→ **What you need to do**
Repeat the records verbatim, starting at the line that contains "Each instance of the orange garment" and ending at the line that contains "pixel 411 483", including both of those lines.

→ **Data to process**
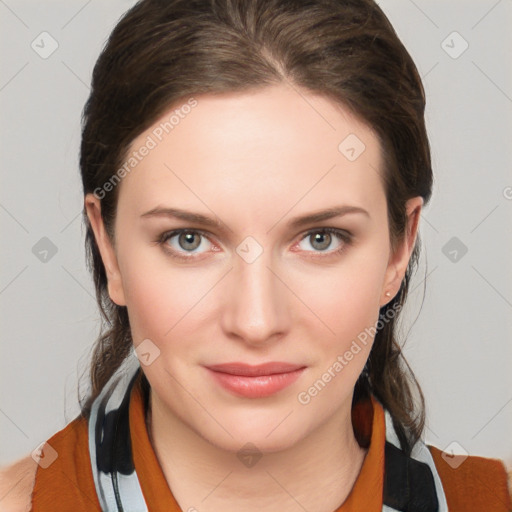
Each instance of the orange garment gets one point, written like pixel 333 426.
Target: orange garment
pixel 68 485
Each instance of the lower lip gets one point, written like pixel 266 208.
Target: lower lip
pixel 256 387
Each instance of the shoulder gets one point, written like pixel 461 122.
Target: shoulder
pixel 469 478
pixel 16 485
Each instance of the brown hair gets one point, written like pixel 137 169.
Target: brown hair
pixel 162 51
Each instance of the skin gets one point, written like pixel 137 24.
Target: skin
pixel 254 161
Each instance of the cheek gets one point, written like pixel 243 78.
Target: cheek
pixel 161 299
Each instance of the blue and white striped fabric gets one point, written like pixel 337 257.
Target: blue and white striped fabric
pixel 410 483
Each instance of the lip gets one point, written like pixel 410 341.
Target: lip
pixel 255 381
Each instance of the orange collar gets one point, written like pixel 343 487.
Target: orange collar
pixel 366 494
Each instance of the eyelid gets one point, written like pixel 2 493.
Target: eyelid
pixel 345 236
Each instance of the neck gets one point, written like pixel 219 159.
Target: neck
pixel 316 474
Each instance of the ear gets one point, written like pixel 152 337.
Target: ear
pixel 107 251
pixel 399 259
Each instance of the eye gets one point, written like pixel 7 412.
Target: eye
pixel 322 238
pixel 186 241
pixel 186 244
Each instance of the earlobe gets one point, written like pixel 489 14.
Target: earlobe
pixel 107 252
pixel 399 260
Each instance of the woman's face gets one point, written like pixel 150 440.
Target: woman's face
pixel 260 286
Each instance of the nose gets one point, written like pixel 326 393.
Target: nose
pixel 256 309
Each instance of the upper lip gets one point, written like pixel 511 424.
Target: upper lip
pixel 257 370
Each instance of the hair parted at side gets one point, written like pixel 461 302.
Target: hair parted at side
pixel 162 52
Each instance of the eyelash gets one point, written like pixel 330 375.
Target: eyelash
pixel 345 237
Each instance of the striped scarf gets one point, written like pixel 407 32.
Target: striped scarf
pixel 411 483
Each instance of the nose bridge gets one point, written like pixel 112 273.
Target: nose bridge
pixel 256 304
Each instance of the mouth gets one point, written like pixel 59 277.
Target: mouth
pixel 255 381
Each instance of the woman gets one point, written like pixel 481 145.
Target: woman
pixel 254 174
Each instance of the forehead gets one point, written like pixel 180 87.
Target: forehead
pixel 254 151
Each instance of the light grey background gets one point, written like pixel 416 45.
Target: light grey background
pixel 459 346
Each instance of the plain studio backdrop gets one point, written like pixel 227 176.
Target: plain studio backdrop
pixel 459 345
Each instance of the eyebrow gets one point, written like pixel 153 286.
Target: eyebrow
---
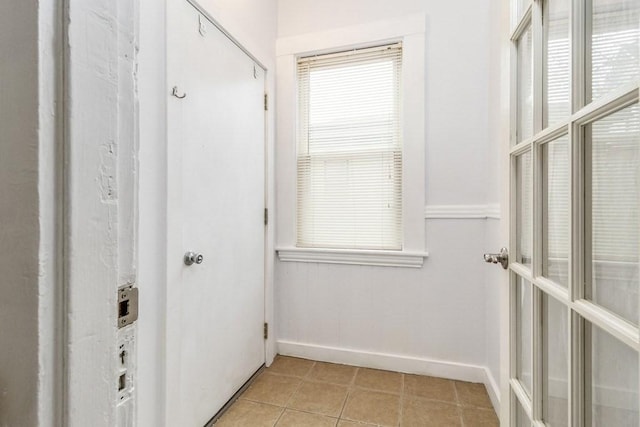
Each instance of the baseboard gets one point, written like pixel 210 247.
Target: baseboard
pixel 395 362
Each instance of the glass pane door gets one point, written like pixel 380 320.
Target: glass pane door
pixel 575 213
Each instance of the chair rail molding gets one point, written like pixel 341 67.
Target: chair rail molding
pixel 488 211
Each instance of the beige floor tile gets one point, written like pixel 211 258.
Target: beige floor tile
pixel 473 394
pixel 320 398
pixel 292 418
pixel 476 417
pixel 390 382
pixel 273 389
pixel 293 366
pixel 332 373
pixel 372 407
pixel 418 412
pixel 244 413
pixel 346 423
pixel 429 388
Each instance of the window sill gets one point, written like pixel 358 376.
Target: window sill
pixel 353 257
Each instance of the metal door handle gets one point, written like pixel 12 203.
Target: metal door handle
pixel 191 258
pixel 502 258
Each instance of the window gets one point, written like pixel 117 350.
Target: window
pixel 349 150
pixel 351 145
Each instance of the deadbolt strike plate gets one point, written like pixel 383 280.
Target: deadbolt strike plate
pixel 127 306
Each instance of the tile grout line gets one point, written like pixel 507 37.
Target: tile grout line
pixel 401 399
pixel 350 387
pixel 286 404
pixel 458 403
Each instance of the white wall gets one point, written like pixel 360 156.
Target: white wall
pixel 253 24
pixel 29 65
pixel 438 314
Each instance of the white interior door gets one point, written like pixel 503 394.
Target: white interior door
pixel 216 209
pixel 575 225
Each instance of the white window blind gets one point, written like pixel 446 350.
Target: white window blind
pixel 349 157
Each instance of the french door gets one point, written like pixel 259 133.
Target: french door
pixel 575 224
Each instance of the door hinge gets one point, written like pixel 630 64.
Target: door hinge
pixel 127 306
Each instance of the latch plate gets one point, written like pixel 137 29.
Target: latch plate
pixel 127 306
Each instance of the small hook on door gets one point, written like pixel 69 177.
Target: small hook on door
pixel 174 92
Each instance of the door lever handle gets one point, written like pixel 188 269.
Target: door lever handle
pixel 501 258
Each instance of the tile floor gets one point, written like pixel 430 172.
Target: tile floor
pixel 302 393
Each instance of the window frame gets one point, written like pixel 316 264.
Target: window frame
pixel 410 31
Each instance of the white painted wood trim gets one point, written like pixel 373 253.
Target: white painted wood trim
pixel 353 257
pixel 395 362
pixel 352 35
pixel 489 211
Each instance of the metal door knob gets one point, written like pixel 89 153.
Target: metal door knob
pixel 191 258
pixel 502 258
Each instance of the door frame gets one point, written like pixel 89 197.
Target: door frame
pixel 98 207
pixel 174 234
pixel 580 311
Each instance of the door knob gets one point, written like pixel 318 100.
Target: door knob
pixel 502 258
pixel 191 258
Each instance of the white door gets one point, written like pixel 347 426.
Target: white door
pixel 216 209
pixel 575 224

→ **Full solution**
Each instance of the orange garment gets one point, written like pixel 333 426.
Target: orange garment
pixel 68 485
Each instance of the lower lip gets one point, written like pixel 266 208.
Target: lower lip
pixel 256 387
Each instance of the shoulder gets one point, written like pixel 461 122.
Target: shoulder
pixel 469 478
pixel 16 485
Each instance of the brown hair gets one point, written like pixel 137 169.
Target: brown hair
pixel 162 51
Each instance of the skin gets one point, written like pixel 137 24.
Target: skin
pixel 254 161
Each instance of the cheek gets one point, written like pixel 243 78.
Target: cheek
pixel 161 299
Each instance of the blue and white striped fabric gets one point, written like pixel 337 257.
Target: blue and white striped fabric
pixel 410 483
Each instance of the lip gets one point, written like pixel 410 341.
Target: lip
pixel 255 381
Each instance of the orange collar gets one point, written like pixel 343 487.
Target: orange collar
pixel 366 494
Each instance of the eyelid gets one point, written like pixel 2 493.
Target: eyelid
pixel 345 236
Each instance of the neck gets one point, written like pixel 219 159.
Target: neck
pixel 316 474
Each instance of the ear gets one point, written like pixel 152 337.
Target: ear
pixel 107 251
pixel 399 259
Each instance of the eye gets one point, written like pixel 7 412.
Target: eye
pixel 322 238
pixel 186 241
pixel 186 244
Each instance of the earlobe gets one point, written like pixel 489 14.
Target: earlobe
pixel 107 252
pixel 399 260
Each instance of the woman's face gets one point, written like pixel 150 440.
Target: woman's face
pixel 260 286
Each instance of the nose gets one point, written like pixel 326 393.
Target: nose
pixel 256 309
Each instance of the upper lip gets one point, written like pixel 511 424.
Target: upper lip
pixel 257 370
Each instance of the hair parted at side gets one point, written like pixel 461 302.
Target: hair parted at side
pixel 162 52
Each instance of the eyelash gets one point, written like pixel 330 375.
Target: eyelash
pixel 345 237
Each instance of the striped scarf gets one point, written like pixel 407 32.
Target: striped scarf
pixel 411 483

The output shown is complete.